Seasons
- ← 20002002 →

= 2001 Barber Dodge Pro Series =

The 2001 Barber Dodge Pro Series season was the sixteenth season of this racing series. The championship was decided in the final round. Nicolas Rondet won the championship over Sepp Koster and Matt Plumb. Rafael Sperafico won the Rookie of the Year title.

==Drivers==
All driver use Dodge powered Michelin shod Reynard 98E chassis.
--- --- ---
**WHAT IS NEEDED**
In the 2001 Barber Dodge Pro Series text, who won the Rookie of the Year title? The rows are separate material from the 2001 Barber Dodge Pro Series text.
--- --- ---
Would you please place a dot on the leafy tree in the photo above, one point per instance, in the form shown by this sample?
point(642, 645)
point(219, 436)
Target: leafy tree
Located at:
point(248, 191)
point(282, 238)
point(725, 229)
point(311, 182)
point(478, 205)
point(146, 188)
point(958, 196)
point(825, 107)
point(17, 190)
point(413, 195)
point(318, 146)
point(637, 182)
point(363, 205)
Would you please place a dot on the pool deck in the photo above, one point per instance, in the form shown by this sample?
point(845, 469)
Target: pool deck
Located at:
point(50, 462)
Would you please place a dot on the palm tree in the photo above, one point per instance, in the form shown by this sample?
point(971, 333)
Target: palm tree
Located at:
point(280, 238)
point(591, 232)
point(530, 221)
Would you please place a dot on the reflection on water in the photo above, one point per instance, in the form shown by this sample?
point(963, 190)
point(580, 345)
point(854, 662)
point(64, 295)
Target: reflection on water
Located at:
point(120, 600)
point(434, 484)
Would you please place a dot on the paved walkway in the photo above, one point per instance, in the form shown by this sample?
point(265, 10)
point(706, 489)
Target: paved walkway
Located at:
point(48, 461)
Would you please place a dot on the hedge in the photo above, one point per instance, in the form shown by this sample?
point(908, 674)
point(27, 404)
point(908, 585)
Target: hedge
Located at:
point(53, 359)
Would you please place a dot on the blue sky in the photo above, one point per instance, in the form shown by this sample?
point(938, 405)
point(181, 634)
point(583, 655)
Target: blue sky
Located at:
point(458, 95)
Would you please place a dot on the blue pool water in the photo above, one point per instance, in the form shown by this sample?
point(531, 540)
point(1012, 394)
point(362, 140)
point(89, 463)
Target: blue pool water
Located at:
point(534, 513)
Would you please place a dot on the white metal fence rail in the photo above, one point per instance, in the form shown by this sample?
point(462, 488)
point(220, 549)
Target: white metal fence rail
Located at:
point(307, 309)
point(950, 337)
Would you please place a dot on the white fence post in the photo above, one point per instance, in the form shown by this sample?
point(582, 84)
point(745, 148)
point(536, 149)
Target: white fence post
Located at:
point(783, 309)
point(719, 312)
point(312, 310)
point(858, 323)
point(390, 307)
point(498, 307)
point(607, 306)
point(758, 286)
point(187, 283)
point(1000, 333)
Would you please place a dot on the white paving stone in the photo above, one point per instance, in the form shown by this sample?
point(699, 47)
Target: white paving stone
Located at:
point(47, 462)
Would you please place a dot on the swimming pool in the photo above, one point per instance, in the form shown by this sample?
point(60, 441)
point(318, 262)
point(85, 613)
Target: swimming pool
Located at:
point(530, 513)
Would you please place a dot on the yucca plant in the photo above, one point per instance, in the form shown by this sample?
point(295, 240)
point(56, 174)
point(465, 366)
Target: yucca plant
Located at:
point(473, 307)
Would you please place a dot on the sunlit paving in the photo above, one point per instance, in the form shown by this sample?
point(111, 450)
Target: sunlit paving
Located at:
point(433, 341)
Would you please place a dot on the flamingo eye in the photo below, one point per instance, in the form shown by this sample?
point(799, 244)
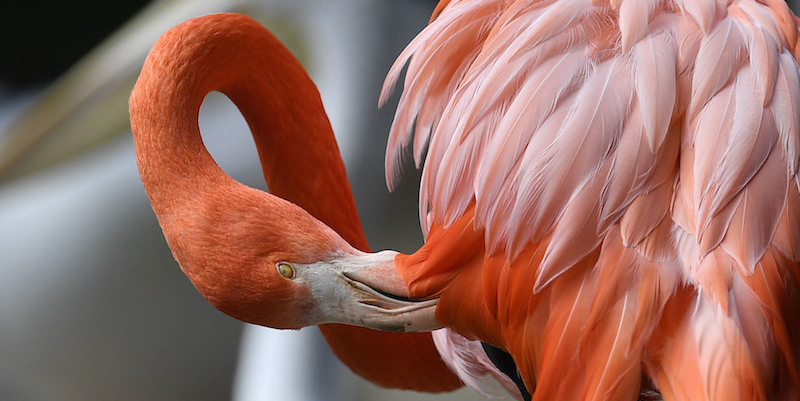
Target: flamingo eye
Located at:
point(285, 269)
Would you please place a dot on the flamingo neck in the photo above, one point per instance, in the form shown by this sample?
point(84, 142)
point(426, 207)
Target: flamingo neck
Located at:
point(234, 55)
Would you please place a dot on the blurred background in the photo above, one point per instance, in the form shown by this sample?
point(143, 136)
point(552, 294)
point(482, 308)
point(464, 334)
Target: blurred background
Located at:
point(92, 304)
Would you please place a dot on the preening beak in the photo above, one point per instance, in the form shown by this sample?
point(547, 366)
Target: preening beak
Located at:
point(364, 289)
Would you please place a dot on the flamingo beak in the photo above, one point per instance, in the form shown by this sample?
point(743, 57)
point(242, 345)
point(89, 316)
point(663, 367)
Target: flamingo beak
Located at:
point(365, 289)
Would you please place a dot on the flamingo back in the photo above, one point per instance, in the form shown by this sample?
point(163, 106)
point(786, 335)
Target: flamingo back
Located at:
point(610, 187)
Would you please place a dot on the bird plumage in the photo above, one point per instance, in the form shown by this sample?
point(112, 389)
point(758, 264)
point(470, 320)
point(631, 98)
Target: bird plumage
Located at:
point(610, 188)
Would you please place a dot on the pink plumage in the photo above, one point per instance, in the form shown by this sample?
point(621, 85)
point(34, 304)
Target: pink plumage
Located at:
point(631, 167)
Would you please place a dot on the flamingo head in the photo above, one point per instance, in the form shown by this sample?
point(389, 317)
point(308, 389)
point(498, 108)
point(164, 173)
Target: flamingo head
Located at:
point(266, 261)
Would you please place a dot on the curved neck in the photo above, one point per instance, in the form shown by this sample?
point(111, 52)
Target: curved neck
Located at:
point(298, 151)
point(236, 56)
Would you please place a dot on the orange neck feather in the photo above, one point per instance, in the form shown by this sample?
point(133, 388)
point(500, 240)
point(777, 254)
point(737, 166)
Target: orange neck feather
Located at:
point(300, 158)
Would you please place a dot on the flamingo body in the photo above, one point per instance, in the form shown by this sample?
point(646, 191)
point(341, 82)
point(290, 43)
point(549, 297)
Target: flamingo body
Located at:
point(610, 191)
--- --- ---
**COMPLETE RESPONSE**
Rafael Sperafico